Document passage:
——————
Postby fishmonger » Mon Apr 06, 2009 8:45 am

followup on the Nikon scanners - I just spent a weekend testing a friend's 4000 ED, which is very much like the V model with the ability to use a stack feeder. From what I gather online, the 5000 ED is about twice as fast, but otherwise very similar.

Well, I'm glad I got this loaner to see for myself, because I am suddenly not so sure about getting a Nikon scanner:

reasons:

a) Nikon software awkward compared to Polaroid Insight. Vuescan is better, but had the same problems with asquisition I had in the Nikon software.

b) image quality: 4000 dpi makes no difference in image detail. All you get is more grain, even on Velvia. In turn you need to run the slow GEM process to cut down the grain. Cropping at full resolution for detail information shows that the 2700dpi Polaroid retains just as much information as the Nikon, at half the file size.

c) highlight bleed on the Nikon - any high contrast area will bleed a halo of light into the dark areas. I cleaned the mirror of the Nikon (difficult procedure, search online for instructions) to make sure it wasn't dust on the mirror as some folks post online. It is not. Completely unacceptable image quality, and extremely difficult to fix in Photoshop.
——————
[Lines of data]
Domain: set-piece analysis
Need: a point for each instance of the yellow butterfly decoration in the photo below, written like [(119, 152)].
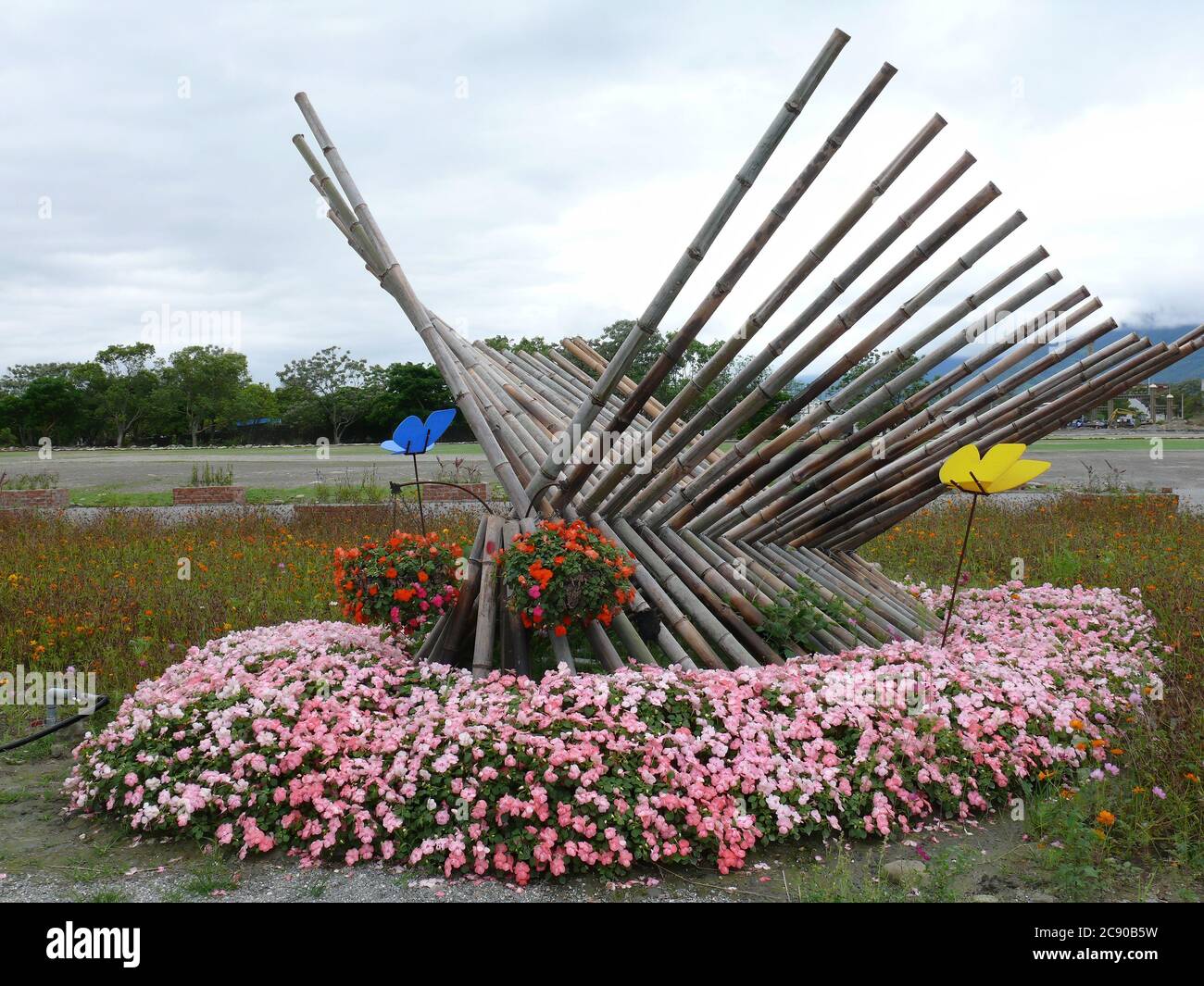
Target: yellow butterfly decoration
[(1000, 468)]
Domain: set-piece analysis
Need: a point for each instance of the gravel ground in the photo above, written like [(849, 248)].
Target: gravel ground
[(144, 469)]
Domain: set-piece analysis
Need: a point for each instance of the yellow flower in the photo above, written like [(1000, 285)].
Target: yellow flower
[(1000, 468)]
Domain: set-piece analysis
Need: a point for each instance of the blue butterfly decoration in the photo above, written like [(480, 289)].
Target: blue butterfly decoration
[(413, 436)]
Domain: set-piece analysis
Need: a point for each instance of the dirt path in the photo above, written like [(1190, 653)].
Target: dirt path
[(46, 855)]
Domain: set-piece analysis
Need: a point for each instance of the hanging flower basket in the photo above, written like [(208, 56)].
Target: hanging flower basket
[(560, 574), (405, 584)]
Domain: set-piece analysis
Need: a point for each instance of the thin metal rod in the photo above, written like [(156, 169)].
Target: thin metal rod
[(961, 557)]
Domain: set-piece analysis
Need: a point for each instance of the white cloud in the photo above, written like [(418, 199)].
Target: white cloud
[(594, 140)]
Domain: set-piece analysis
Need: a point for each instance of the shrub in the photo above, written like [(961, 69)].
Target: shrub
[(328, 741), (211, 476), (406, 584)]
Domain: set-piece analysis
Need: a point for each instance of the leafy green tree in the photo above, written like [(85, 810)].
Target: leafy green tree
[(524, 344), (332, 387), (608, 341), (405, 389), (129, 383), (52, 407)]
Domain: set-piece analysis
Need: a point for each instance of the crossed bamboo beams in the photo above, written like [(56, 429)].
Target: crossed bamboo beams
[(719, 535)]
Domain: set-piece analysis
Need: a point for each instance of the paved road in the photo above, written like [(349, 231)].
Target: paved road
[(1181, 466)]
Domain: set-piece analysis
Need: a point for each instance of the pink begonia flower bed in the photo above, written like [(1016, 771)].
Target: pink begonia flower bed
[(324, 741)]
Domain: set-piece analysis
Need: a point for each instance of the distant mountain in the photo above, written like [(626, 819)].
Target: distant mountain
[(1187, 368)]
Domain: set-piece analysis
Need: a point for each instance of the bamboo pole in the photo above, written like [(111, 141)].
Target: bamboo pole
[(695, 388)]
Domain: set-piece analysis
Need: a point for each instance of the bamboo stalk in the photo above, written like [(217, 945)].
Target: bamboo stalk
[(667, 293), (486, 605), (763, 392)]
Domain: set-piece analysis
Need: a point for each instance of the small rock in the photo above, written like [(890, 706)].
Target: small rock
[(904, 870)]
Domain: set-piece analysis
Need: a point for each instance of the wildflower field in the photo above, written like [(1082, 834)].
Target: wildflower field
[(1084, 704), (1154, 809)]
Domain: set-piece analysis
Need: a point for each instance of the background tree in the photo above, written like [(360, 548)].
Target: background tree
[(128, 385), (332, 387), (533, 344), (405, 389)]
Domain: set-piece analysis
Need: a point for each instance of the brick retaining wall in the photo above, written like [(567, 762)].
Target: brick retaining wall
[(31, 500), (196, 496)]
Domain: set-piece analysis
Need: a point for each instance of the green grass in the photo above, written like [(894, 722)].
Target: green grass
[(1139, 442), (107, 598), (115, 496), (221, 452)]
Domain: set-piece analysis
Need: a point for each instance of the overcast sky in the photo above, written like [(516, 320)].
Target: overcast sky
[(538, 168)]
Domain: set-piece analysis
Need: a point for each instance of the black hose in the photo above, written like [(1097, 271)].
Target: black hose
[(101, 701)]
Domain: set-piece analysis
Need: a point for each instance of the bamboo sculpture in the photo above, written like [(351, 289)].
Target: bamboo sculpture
——————
Written exercise:
Answer these questions from the scanner post:
1. Which Nikon model was tested over the weekend?
2. What resolution does the post give for the Polaroid scanner?
3. Which part of the Nikon was cleaned to rule out dust as the cause of the highlight bleed?

Correct result:
1. The 4000 ED
2. 2700 dpi
3. The mirror